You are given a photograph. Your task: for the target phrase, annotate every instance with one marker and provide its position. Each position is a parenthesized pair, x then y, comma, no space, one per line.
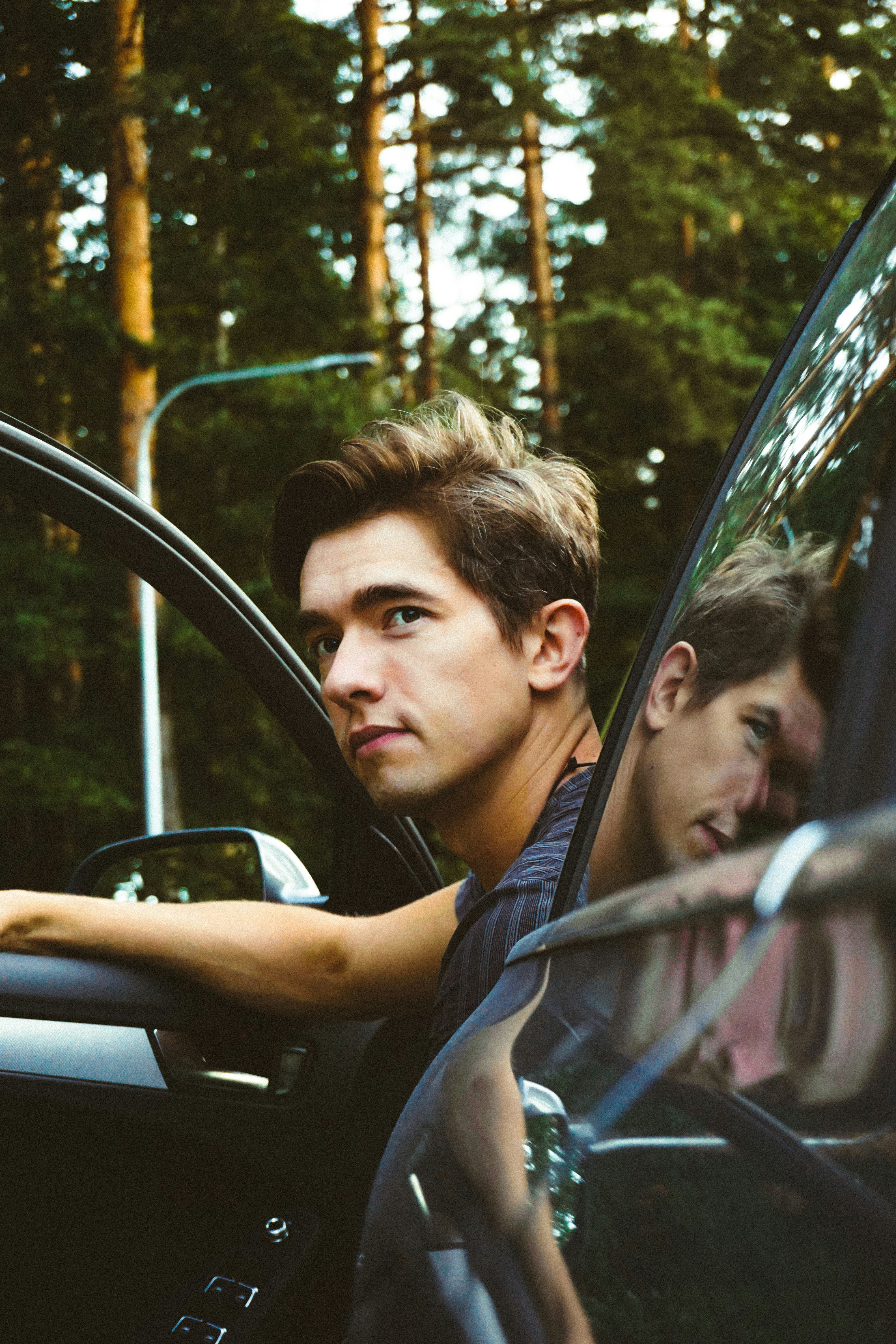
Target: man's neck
(624,853)
(487,823)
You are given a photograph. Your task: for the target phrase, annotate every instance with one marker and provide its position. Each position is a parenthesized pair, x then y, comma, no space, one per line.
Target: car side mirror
(215,864)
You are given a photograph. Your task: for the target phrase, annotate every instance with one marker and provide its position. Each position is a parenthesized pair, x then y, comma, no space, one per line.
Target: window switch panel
(230,1291)
(191,1329)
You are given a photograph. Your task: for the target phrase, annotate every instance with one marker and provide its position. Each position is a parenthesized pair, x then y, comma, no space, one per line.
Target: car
(158,1140)
(675,1116)
(570,1165)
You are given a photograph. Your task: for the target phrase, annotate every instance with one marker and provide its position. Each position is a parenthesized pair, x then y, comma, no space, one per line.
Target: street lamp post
(148,639)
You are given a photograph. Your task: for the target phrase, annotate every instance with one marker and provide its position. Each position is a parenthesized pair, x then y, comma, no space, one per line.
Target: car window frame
(65,486)
(636,685)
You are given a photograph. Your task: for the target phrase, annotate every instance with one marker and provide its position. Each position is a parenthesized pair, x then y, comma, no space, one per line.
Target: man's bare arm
(279,959)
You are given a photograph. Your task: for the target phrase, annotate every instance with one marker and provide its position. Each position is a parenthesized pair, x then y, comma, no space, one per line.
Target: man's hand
(295,962)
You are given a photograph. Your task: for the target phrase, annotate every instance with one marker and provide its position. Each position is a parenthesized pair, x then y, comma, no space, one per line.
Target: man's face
(424,691)
(749,753)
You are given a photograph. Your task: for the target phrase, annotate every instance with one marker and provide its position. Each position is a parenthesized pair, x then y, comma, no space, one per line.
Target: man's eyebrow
(365,600)
(398,592)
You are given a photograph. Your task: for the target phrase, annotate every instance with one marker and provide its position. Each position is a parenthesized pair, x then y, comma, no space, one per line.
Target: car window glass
(730,729)
(671,1204)
(70,736)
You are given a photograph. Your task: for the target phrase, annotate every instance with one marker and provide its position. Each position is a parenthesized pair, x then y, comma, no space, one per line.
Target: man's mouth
(715,841)
(365,743)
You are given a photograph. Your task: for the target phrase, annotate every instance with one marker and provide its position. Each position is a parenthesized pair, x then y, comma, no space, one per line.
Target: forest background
(602,218)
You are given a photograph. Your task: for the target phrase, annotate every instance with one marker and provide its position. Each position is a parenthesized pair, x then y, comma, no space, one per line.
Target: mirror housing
(256,866)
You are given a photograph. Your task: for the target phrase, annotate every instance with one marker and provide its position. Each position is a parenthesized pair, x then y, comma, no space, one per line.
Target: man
(734,720)
(447,579)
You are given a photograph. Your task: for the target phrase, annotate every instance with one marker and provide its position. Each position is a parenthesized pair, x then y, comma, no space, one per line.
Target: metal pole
(148,640)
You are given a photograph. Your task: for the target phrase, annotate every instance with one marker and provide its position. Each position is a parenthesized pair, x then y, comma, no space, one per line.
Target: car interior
(167,1152)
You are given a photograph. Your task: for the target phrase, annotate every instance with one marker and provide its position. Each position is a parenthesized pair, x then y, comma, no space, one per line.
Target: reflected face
(749,753)
(424,691)
(817,1009)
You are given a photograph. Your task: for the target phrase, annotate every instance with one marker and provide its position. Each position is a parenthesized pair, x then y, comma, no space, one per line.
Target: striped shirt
(491,923)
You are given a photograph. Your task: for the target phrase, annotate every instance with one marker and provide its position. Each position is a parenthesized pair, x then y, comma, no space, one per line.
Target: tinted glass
(730,730)
(683,1135)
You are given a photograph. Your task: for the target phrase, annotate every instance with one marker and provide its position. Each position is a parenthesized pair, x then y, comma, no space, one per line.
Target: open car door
(170,1159)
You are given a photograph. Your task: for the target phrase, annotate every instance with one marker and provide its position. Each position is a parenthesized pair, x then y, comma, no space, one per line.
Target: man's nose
(754,796)
(355,675)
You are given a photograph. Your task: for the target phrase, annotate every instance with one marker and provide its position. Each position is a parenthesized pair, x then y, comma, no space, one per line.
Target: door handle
(187,1065)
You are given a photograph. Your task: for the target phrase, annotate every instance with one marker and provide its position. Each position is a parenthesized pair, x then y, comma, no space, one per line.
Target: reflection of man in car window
(733,724)
(447,577)
(813,1018)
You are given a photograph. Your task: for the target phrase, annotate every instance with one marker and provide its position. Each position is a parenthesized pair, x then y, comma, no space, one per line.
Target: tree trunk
(128,229)
(684,26)
(688,252)
(424,228)
(542,282)
(373,267)
(424,222)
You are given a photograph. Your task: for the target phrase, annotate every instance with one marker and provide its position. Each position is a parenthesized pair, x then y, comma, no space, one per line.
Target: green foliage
(722,173)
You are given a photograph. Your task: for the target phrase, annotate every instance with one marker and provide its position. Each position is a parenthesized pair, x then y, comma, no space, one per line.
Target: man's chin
(402,796)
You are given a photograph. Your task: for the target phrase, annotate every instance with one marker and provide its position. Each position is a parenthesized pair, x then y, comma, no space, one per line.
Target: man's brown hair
(758,610)
(522,530)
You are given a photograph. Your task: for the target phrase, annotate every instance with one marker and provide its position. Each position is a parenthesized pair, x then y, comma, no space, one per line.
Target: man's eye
(324,647)
(405,616)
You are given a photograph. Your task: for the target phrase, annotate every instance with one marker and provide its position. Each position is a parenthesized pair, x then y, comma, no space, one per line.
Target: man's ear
(668,690)
(555,643)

*WORK REQUIRED*: From the data above, extract each line in which the word "window" appears.

*THE REPLY*:
Target: window switch panel
Target: car window frame
Target: car window glass
Target: reflection of man in car window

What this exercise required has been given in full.